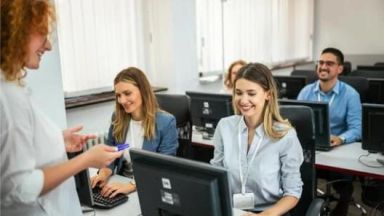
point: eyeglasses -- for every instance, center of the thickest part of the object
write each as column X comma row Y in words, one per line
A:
column 327, row 63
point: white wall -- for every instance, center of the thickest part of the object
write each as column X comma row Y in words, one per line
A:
column 337, row 23
column 172, row 55
column 47, row 88
column 356, row 27
column 95, row 118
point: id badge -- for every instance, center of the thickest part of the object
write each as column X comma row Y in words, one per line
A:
column 244, row 201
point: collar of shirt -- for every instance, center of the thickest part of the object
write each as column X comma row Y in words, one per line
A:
column 336, row 88
column 243, row 128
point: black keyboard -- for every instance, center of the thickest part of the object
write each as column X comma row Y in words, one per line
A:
column 107, row 202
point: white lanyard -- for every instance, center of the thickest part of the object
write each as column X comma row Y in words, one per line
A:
column 330, row 101
column 243, row 179
column 132, row 133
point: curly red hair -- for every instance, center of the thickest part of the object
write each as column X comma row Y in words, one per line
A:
column 20, row 18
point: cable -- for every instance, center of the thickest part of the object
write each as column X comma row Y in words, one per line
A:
column 377, row 209
column 368, row 165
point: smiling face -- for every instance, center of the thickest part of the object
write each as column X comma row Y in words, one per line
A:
column 129, row 97
column 328, row 67
column 250, row 99
column 38, row 44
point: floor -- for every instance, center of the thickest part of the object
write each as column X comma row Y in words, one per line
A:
column 353, row 210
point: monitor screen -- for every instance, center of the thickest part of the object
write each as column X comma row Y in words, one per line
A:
column 290, row 86
column 172, row 186
column 321, row 119
column 83, row 184
column 376, row 90
column 208, row 108
column 373, row 119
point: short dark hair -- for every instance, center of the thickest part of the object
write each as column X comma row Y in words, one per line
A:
column 339, row 55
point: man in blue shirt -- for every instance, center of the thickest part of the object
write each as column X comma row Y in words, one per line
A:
column 345, row 114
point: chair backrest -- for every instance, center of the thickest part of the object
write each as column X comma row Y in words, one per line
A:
column 310, row 74
column 368, row 73
column 360, row 84
column 347, row 68
column 178, row 106
column 302, row 119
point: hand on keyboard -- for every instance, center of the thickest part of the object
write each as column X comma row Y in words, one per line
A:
column 114, row 188
column 107, row 202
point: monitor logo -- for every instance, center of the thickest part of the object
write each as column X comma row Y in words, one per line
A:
column 170, row 198
column 166, row 183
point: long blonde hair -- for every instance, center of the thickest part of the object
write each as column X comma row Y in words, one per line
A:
column 20, row 18
column 260, row 74
column 149, row 105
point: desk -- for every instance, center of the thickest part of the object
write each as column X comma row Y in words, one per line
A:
column 132, row 206
column 343, row 159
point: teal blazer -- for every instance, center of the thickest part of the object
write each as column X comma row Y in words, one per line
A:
column 164, row 142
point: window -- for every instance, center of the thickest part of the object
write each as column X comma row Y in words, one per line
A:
column 269, row 31
column 97, row 39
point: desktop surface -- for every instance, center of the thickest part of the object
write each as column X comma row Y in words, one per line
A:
column 132, row 207
column 350, row 159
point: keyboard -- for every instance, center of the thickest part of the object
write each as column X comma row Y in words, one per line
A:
column 107, row 202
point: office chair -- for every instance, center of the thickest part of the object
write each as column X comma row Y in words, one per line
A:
column 178, row 106
column 347, row 68
column 310, row 74
column 302, row 119
column 368, row 73
column 360, row 84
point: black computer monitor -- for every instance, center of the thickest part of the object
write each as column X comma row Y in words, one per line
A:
column 172, row 186
column 321, row 120
column 290, row 86
column 83, row 184
column 376, row 90
column 208, row 108
column 373, row 120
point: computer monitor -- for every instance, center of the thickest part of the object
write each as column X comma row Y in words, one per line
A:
column 83, row 184
column 373, row 119
column 376, row 90
column 321, row 120
column 290, row 86
column 172, row 186
column 208, row 108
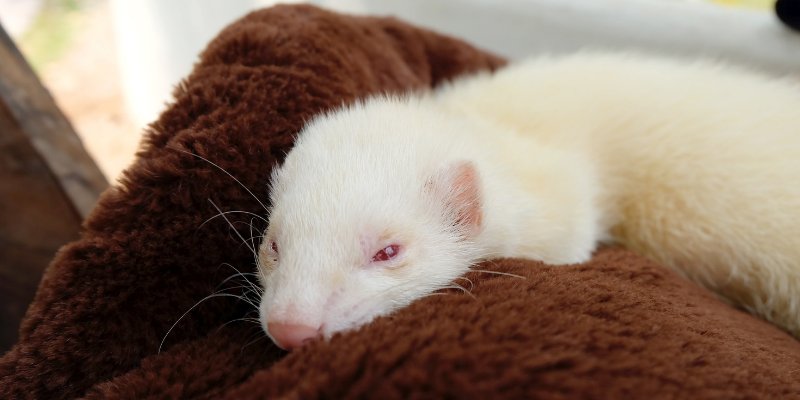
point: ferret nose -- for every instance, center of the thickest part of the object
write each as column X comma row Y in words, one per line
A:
column 291, row 336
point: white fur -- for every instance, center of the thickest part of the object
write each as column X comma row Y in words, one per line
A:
column 694, row 164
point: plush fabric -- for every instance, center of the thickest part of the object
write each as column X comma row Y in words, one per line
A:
column 616, row 327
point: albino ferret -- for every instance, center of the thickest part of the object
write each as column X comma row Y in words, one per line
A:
column 693, row 164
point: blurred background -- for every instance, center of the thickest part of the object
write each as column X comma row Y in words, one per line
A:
column 111, row 64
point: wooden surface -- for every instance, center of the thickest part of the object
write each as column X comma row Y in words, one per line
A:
column 48, row 184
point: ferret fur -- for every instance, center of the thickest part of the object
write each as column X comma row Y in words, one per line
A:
column 693, row 164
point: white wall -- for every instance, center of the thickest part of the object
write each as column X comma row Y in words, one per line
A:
column 159, row 40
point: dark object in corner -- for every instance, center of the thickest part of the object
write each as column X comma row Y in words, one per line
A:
column 789, row 13
column 48, row 184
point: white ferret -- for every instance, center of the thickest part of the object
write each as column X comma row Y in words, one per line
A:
column 693, row 164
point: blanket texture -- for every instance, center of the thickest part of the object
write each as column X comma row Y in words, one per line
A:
column 615, row 327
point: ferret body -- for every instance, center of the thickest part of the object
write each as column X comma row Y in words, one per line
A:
column 695, row 165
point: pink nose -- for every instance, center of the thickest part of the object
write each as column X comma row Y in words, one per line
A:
column 291, row 336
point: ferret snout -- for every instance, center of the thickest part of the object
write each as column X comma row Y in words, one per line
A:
column 291, row 336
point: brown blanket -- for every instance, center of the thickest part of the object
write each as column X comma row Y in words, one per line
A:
column 616, row 327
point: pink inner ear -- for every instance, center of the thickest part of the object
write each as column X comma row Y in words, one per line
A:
column 460, row 186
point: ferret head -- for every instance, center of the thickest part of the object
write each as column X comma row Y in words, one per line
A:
column 364, row 220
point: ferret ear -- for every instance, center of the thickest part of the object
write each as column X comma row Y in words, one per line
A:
column 457, row 187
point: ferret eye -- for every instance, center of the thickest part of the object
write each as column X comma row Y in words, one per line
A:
column 387, row 253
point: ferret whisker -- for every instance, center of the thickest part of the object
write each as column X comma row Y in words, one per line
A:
column 243, row 319
column 262, row 336
column 211, row 296
column 461, row 288
column 226, row 173
column 231, row 212
column 484, row 271
column 243, row 275
column 471, row 285
column 252, row 249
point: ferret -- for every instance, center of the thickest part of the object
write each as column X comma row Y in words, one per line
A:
column 693, row 164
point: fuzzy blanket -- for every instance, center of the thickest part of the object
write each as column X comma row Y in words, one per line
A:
column 615, row 327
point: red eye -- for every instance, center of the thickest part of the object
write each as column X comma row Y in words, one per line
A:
column 388, row 253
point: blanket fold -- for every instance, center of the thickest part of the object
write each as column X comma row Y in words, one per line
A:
column 163, row 262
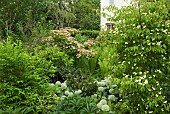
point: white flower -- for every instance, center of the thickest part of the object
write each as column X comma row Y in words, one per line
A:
column 105, row 108
column 99, row 105
column 103, row 101
column 78, row 92
column 58, row 83
column 101, row 89
column 63, row 86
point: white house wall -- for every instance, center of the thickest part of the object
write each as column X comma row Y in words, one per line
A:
column 106, row 3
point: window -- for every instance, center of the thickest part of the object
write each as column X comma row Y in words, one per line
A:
column 111, row 1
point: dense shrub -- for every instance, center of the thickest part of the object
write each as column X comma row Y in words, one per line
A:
column 141, row 39
column 76, row 105
column 23, row 82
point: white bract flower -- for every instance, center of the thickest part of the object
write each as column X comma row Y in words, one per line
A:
column 101, row 89
column 63, row 86
column 105, row 108
column 78, row 92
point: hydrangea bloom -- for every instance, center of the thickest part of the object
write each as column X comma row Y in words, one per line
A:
column 101, row 89
column 103, row 102
column 78, row 92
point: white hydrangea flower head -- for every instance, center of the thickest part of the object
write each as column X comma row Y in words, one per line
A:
column 105, row 108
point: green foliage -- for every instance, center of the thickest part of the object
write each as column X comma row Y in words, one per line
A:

++++++

## WHAT YOU SHOULD DO
Note how many lines in the listing above contain the word "blanket" and give only that number.

## SOLUTION TO THE PROBLEM
4